Text:
Begin

He was good enough to aspire to play professionally, a goal he pursued even as an undergraduate at Duke University. He formed a band, the Duke Collegians, in the mid-'30s, and replaced Les Brown's group as the official college band after Brown's graduation. The members stayed together after their own graduation, renaming themselves the Johnny Long Orchestra, Long serving as their leader with assistance from his fellow Duke graduate Hal Kemp. The Johnny Long Orchestra came along with a sound that crossed swing and sweet sounds just as the swing boom was sweeping the country, and were good enough to play most of the better hotels in the East and the Midwest, with singers Bob Houston and Helen Young (who sang a killer version of "Takin' a Chance on Love") as well as the entire band — often referred to as "the Glee Club" — taking the vocals.
In 1939, while appearing in their first national radio broadcast on The Fitch Summer Bandwagon Show, the band was picked as one of the up-and-coming orchestras deserving of attention. And they scored a million-selling hit for the Decca label in 1940 with the song "In a Shanty in Old Shanty Town," which later replaced their old Duke University tribute, "White Star of Sigma Nu," as the group's signature tune, and from that time on they had no problem getting broadcast spots and engagements at the biggest hotels, which were then a rich source of income and exposure. Their subsequent hits included the wartime romantic number "No Love, No Nuthin'," sung by Patti Dugan, "Time Waits for No One," and "My Dreams Are Getting Better All the Time." They were soon known as one of the top dance bands in the country and engagements in the best nightspots in the biggest cities followed in short order.

End

Data extract:
Begin

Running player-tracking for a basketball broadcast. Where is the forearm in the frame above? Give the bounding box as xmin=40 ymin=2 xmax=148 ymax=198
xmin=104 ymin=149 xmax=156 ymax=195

End

Tasks to complete:
(A) Update the Johnny Long Orchestra text from "He was good" through "taking the vocals.", replacing "singers" with "vocalists".
(B) Write what follows the last sentence of the Johnny Long Orchestra text.

Replies:
(A)
He was good enough to aspire to play professionally, a goal he pursued even as an undergraduate at Duke University. He formed a band, the Duke Collegians, in the mid-'30s, and replaced Les Brown's group as the official college band after Brown's graduation. The members stayed together after their own graduation, renaming themselves the Johnny Long Orchestra, Long serving as their leader with assistance from his fellow Duke graduate Hal Kemp. The Johnny Long Orchestra came along with a sound that crossed swing and sweet sounds just as the swing boom was sweeping the country, and were good enough to play most of the better hotels in the East and the Midwest, with vocalists Bob Houston and Helen Young (who sang a killer version of "Takin' a Chance on Love") as well as the entire band — often referred to as "the Glee Club" — taking the vocals.

(B)
In 1941, Long and company made the jump to motion pictures with their appearance in the short Swingin' at the Seance, and a year later they were the stars of the short RKO Jamboree: Johnny Long & His Orchestra. Their movie breakthrough came in 1943, however, when they were featured in the Abbott & Costello comedy Hit the Ice, in which the band played a very prominent role and Long also played one of the movie's two male romantic leads (albeit secondary to the two comedians) in the plot, opposite pop songstress Ginny Simms. With his pleasant personality and good looks, he was a natural for secondary male leads, at least, but Long appeared in just one more movie, Follies Girl, that same year. The regular television showings (and subsequent video releases) of the Abbott & Costello movie have kept Long and his band's on-screen legacy alive across more than 60 years.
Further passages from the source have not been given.